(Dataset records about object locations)
※

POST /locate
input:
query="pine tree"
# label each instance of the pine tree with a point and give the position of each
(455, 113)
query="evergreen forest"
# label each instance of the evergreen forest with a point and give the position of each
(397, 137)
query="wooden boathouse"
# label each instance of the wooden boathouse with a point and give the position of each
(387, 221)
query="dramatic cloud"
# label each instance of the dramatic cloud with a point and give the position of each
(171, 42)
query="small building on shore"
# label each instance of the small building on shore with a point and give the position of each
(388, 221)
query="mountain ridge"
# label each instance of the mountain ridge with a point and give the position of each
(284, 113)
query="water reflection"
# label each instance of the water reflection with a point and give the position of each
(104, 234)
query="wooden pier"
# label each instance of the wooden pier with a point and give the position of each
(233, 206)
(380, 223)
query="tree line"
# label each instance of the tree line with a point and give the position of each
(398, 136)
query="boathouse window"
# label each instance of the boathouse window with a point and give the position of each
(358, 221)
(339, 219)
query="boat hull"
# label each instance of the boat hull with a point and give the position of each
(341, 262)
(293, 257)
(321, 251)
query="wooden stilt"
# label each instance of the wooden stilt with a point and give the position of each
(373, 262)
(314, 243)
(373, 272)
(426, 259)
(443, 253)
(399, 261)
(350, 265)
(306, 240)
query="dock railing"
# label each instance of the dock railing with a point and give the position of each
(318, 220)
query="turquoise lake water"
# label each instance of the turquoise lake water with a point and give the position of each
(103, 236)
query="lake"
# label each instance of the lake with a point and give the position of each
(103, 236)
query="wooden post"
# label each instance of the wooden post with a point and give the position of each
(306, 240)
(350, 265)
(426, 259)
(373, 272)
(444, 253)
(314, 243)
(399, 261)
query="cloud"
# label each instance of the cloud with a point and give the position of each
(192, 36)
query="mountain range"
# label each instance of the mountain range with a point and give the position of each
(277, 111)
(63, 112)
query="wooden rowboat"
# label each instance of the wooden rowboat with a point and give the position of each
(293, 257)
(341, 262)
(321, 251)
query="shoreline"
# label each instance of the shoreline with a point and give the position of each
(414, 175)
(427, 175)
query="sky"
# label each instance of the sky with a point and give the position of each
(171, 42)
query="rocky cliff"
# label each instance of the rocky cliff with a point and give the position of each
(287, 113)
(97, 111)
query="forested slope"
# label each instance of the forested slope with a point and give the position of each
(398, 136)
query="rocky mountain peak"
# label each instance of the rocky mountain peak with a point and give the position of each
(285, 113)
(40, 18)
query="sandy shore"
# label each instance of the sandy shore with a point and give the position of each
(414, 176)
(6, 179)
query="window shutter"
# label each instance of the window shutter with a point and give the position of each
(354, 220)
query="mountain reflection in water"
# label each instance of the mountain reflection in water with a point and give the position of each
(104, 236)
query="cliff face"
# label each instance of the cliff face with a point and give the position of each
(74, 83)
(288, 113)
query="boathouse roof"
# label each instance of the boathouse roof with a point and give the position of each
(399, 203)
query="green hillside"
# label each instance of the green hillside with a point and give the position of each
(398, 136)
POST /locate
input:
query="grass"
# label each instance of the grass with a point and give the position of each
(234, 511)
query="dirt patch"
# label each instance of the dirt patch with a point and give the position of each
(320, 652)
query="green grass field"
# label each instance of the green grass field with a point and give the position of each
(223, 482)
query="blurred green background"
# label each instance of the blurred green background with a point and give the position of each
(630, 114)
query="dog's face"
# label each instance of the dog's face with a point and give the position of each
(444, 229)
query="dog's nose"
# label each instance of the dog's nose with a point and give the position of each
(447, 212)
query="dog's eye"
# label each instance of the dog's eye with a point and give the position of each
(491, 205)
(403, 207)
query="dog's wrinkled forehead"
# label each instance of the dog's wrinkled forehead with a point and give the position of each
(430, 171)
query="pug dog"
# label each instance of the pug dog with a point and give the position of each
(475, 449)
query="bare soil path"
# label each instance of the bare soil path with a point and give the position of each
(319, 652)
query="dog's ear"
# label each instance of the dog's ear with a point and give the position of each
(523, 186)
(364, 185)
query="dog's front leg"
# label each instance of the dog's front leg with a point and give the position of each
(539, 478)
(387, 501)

※

Output all of the data again, exactly.

**Output below:**
POST /locate
input:
query="pine tree"
# label each instance of the pine tree with a point and give the position of each
(455, 113)
query="evergreen forest"
# label each instance of the evergreen forest with a point and give the position of each
(397, 137)
query="wooden boathouse"
# label each instance of the wooden boathouse with a point and give the position of each
(387, 221)
query="dramatic cloud"
# label each instance of the dramatic cloud with a point and give the position of each
(171, 42)
query="small building on shore"
# label each instance of the small building on shore with a point and give the position of each
(388, 221)
query="mountain ridge"
# label each instance of the mountain ridge with a point and give the position of each
(284, 113)
query="water reflection"
# label each instance of the water reflection with a point and give the position of each
(104, 234)
query="wooden pier"
# label each instance of the wooden pier with a point and give the position of each
(233, 206)
(380, 223)
query="tree line"
# label each instance of the tree line with a point and give the position of each
(398, 136)
query="boathouse window"
# label each instance of the boathouse window with a point and give the position of each
(358, 221)
(339, 219)
query="boat hull"
# label each instance of the boat hull with a point and give the position of each
(341, 262)
(293, 257)
(321, 251)
query="wooden stilt"
# label each instance of the wooden stilt with a point and give the position of each
(373, 262)
(314, 243)
(373, 272)
(426, 259)
(443, 253)
(399, 261)
(350, 265)
(306, 240)
query="dock railing"
# label each instance of the dock railing with a point and give the position of each
(318, 220)
query="turquoise lake water"
# label each instance of the turquoise lake water with a point and give the position of each
(103, 236)
query="lake"
# label each instance of the lake with a point and give the position of each
(103, 236)
query="wooden post"
# label each instance of the wooden post with a point and give the position of each
(306, 240)
(350, 265)
(426, 259)
(373, 272)
(444, 253)
(314, 243)
(399, 261)
query="cloud"
# label each instance of the cloud with a point and give the position of each
(192, 36)
query="mountain range"
# label each instance of the mountain range with a point and give the position of each
(277, 111)
(63, 112)
query="wooden rowboat"
# label each instance of the wooden rowboat with a point and give the position of each
(293, 257)
(341, 262)
(321, 251)
query="shoreline"
# label each instance of the shoreline with a point and give the position of each
(414, 175)
(427, 175)
query="sky"
# label each instance of the sky with a point and give the position of each
(171, 42)
query="rocky cliff"
# label each instance of the rocky cliff with a point and give the position of each
(287, 113)
(97, 111)
query="forested slope"
# label each instance of the forested slope with a point and give the position of each
(398, 136)
query="rocky mountain peak"
# label each instance of the rocky mountain peak with a point and give the position of each
(285, 113)
(40, 18)
query="sandy shore"
# label each instance of the sandy shore with a point and give the position of each
(414, 176)
(6, 179)
query="window shutter"
# label each instance of the window shutter with a point and give the position of each
(354, 220)
query="mountain reflection in water"
# label each instance of the mountain reflection in water with a point and give the position of each
(104, 236)
query="cliff face"
# label each instance of the cliff face with a point and give the position of each
(74, 83)
(288, 113)
query="boathouse roof"
# label each instance of the boathouse roof with a point and give the position of each
(399, 203)
query="green hillside"
# label each instance of the green hillside with a point and give the position of each
(398, 136)
POST /locate
input:
query="grass"
# label each instance of the grass with a point and give the position of each
(234, 511)
query="dirt patch"
# label each instance of the dirt patch with a point and give the position of each
(320, 652)
query="green grass field"
# label each instance of the green grass field with a point and give the position of each
(223, 482)
query="blurred green background"
# label each instance of the blurred green background with a point and give the position of each
(630, 114)
query="dog's face"
# label each instance of the dog's face with a point and give the position of each
(444, 229)
query="dog's nose"
# label each instance of the dog's nose with a point and give the position of each
(447, 212)
query="dog's eye"
# label each instance of the dog's eye with a point and give the position of each
(491, 205)
(403, 207)
query="dog's wrinkled forehead"
# label each instance of the dog's wrinkled forehead with a point and give the position of each
(430, 171)
query="pug dog"
# label each instance of the pug dog with a point and give the position of each
(475, 449)
query="bare soil path"
# label each instance of the bare soil path with a point and give the position of each
(319, 652)
query="dog's ear"
# label each instance of the dog's ear with a point and give the position of each
(523, 186)
(364, 185)
query="dog's front leg"
# label each instance of the dog's front leg with a point and give the position of each
(539, 478)
(387, 501)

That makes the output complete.